▶ _SUPPLIED MATERIAL_:
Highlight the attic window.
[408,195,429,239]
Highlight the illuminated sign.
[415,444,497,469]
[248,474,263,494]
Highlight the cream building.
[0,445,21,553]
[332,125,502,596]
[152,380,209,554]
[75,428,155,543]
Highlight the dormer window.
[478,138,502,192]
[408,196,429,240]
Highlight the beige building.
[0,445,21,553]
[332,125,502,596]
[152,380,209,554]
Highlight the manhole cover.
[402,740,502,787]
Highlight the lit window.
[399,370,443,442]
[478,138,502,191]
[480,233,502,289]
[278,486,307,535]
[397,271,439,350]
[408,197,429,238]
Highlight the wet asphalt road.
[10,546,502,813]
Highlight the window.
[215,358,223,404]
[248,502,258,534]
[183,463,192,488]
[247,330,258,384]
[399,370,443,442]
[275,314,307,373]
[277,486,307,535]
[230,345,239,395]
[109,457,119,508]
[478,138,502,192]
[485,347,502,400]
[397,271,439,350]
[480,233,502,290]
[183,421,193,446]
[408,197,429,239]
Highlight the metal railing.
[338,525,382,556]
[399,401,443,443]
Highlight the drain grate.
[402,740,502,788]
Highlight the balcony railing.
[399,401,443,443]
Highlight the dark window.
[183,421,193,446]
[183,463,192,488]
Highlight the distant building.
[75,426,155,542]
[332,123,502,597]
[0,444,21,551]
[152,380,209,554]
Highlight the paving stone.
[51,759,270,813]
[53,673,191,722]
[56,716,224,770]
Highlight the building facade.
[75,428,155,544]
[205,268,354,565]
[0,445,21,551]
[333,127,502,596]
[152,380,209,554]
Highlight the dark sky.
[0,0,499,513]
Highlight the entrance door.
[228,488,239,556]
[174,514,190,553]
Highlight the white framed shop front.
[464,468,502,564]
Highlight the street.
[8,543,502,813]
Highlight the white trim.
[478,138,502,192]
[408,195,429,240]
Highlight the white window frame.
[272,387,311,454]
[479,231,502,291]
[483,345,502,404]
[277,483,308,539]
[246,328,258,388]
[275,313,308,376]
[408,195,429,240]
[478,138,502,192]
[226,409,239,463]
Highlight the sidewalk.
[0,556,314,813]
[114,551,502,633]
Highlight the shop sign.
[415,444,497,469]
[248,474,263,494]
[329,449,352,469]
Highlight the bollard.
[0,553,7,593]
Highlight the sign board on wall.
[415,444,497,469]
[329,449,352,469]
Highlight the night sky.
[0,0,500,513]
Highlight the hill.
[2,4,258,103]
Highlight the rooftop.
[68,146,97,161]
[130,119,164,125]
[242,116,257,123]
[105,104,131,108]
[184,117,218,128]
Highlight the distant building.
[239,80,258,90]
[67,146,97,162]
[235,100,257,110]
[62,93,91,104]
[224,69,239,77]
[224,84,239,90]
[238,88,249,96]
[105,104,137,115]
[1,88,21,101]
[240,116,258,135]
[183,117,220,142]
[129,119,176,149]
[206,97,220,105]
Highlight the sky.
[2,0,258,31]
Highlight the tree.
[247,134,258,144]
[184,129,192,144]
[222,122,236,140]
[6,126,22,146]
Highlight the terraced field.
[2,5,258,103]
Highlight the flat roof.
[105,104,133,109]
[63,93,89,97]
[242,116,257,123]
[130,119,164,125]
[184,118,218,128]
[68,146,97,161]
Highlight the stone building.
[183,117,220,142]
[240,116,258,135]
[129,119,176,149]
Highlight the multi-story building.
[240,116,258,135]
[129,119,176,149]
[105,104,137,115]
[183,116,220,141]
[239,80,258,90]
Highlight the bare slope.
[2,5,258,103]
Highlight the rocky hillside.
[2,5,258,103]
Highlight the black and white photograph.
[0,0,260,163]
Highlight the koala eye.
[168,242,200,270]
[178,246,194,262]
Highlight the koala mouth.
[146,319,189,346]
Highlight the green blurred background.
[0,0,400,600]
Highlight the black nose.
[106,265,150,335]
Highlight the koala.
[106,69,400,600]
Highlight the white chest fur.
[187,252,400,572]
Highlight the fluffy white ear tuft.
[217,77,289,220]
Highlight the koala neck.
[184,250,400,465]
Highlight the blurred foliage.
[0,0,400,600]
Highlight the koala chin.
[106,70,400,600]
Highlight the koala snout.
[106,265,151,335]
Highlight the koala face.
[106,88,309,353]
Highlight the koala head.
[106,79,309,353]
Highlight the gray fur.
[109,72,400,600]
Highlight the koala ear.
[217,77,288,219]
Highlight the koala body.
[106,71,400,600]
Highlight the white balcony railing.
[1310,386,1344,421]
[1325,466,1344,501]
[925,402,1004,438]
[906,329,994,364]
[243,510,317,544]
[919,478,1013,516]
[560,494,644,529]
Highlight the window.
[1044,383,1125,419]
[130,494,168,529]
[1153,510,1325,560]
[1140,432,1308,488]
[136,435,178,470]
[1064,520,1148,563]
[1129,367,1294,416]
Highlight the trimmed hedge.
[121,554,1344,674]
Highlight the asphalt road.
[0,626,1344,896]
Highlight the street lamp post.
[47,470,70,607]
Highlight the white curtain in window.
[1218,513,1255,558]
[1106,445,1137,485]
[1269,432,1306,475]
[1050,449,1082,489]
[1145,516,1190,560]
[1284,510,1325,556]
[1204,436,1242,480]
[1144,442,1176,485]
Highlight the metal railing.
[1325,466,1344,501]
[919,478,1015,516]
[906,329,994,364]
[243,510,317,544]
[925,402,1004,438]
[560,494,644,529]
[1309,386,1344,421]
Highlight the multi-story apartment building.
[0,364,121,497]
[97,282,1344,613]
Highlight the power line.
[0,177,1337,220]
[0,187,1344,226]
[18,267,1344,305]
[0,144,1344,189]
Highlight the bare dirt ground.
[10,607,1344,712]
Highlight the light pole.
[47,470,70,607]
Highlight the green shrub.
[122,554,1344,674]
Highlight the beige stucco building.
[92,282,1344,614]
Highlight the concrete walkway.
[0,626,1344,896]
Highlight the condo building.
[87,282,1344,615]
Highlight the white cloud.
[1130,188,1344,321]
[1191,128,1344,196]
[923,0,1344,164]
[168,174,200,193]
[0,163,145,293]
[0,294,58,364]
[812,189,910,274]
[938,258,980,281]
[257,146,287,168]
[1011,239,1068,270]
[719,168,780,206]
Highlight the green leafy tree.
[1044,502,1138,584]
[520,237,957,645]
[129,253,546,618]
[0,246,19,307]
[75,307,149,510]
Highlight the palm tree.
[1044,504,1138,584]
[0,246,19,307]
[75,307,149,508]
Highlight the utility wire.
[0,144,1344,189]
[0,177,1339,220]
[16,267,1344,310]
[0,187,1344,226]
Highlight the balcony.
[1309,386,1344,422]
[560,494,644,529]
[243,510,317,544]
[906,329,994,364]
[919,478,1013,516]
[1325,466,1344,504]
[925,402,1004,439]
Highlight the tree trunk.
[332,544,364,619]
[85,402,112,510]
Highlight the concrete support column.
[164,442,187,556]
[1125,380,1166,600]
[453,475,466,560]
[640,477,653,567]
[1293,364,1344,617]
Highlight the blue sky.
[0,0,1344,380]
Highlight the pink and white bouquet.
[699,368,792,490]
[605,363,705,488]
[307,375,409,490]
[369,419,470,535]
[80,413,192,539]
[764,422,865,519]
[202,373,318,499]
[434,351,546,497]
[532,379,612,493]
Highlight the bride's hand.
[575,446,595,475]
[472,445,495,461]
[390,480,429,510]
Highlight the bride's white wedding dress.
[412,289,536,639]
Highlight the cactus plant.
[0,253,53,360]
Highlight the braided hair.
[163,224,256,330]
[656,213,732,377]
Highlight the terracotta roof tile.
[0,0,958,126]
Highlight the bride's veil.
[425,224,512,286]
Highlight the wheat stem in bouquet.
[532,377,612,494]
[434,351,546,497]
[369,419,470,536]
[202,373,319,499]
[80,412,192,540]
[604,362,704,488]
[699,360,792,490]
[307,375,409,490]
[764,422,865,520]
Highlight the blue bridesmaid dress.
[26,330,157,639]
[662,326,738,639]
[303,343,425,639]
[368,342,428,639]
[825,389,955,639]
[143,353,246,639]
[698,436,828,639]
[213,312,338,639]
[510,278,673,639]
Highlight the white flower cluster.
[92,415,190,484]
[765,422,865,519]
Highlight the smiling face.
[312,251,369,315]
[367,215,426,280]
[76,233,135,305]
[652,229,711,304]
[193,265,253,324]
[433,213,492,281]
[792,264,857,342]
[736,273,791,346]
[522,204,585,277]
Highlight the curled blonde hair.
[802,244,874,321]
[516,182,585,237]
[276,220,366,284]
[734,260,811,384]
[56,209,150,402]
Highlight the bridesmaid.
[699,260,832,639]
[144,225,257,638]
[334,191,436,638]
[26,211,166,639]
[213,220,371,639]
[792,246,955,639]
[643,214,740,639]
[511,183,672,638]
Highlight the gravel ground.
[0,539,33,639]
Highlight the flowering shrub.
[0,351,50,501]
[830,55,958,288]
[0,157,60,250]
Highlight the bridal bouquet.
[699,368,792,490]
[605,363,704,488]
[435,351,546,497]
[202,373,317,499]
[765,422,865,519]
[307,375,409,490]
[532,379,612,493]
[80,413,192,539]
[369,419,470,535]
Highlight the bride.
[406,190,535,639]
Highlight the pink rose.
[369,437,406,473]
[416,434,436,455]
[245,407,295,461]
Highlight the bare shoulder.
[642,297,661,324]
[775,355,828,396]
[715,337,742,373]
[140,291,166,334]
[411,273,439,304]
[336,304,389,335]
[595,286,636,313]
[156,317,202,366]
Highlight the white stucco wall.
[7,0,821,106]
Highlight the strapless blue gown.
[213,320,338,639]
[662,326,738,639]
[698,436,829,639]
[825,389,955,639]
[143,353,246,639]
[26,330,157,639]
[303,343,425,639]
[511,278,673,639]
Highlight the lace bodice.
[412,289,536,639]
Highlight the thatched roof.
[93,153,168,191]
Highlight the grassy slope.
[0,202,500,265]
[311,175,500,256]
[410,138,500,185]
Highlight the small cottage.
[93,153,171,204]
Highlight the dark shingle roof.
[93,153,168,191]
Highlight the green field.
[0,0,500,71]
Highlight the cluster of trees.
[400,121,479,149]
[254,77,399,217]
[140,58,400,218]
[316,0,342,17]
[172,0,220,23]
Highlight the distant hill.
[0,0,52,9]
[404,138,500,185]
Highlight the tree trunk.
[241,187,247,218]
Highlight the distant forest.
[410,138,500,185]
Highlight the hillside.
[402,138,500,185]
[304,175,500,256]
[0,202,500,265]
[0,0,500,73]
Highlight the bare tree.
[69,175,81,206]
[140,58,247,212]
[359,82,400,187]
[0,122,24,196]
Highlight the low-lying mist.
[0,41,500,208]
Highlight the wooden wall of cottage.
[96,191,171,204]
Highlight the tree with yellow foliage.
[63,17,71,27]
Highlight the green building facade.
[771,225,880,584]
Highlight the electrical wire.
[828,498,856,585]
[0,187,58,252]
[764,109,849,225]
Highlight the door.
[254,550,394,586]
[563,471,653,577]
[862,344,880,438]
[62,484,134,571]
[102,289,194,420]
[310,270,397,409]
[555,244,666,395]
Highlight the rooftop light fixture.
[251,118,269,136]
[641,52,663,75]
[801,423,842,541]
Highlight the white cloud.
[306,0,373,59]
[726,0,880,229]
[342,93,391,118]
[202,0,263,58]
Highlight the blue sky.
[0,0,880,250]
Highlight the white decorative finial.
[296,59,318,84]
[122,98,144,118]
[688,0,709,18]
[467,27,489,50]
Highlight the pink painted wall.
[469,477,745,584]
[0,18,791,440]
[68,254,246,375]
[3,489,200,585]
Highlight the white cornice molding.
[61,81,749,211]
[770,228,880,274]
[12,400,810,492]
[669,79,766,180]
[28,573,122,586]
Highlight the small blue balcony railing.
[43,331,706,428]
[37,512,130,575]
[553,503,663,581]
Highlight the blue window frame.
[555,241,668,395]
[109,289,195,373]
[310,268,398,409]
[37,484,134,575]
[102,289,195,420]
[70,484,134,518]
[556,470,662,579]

▶ _EXERCISE PROMPT_: Can you arrange the records starting at the line containing "Highlight the white trim." and ending at the line containing "[114,551,502,633]", both lines included, as a JSON list of strings with one string per line and blank lines left out?

▶ _EXERCISE ANSWER_:
[
  "Highlight the white trim.",
  "[478,138,502,192]",
  "[408,195,429,240]",
  "Highlight the white window frame.",
  "[272,387,311,454]",
  "[479,231,502,291]",
  "[483,345,502,404]",
  "[277,483,308,539]",
  "[246,328,258,388]",
  "[275,313,308,376]",
  "[408,195,429,240]",
  "[478,138,502,192]",
  "[226,409,239,463]",
  "Highlight the sidewalk.",
  "[0,556,314,813]",
  "[114,551,502,633]"
]